▶ Records for the task:
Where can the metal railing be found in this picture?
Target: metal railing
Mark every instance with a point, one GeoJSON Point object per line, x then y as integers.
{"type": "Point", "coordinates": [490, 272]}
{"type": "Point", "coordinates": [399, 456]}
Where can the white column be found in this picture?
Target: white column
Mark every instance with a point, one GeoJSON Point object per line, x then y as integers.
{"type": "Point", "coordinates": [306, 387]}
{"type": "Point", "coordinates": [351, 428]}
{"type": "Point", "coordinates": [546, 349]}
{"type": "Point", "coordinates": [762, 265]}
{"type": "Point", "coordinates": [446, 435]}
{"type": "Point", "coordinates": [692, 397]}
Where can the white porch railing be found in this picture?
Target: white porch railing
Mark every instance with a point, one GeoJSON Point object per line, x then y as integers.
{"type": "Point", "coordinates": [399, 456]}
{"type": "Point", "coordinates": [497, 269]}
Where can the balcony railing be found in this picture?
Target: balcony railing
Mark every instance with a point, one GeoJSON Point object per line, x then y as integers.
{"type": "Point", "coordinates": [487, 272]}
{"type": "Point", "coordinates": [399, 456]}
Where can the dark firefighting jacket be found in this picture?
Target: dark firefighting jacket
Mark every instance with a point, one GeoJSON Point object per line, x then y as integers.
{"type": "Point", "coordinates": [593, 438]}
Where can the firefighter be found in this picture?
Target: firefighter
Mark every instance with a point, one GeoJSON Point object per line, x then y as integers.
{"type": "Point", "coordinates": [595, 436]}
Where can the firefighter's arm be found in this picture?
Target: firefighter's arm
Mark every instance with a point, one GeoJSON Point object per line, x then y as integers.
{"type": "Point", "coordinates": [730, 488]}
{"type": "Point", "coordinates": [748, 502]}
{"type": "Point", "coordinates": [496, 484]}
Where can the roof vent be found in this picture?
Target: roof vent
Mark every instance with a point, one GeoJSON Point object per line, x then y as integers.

▶ Your assignment:
The required answer is each line of the data in which the word "vent" appears.

▶ Exercise output:
Where can the roof vent be found in this picture?
Target: roof vent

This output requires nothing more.